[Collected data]

——

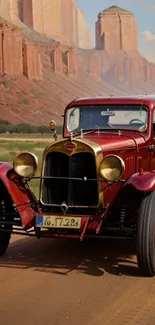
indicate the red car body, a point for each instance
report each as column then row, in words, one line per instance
column 116, row 209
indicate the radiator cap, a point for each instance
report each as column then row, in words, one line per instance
column 70, row 146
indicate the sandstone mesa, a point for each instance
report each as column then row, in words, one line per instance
column 47, row 58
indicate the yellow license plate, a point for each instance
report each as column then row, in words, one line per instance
column 58, row 222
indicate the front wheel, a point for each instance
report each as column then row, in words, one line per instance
column 4, row 240
column 146, row 236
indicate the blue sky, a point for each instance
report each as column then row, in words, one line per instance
column 144, row 12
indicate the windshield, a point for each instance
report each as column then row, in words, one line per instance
column 128, row 117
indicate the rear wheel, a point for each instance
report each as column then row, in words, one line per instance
column 146, row 235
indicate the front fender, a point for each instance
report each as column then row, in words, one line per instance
column 144, row 181
column 21, row 195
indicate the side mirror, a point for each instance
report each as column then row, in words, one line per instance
column 53, row 129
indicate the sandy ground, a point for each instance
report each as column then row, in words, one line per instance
column 56, row 282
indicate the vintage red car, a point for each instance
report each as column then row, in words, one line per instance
column 96, row 181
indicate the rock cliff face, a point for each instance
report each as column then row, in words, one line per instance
column 43, row 75
column 84, row 32
column 57, row 19
column 116, row 29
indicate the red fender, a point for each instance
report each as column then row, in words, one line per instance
column 20, row 194
column 144, row 181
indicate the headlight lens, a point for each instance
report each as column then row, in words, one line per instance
column 25, row 164
column 112, row 168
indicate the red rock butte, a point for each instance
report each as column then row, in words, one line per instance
column 116, row 29
column 41, row 72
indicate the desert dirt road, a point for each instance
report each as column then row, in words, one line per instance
column 52, row 282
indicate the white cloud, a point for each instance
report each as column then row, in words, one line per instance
column 149, row 36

——

Rewrite the entries from their start through the line containing "column 58, row 222", putting "mark" in place of "indicate" and keeping everything else the same. Leave the pictures out.

# [COMPLETED EXERCISE]
mark the red car body, a point for each instance
report each as column then row, in words, one line per instance
column 116, row 209
mark the radiator cap, a point for each instance
report each as column then row, in words, one line per instance
column 70, row 146
mark the sandstone mesa, a point for each instance
report each as column then row, in words, one line per instance
column 47, row 58
mark the yellow license plate, a point for each instance
report each as column then row, in words, one line per instance
column 58, row 222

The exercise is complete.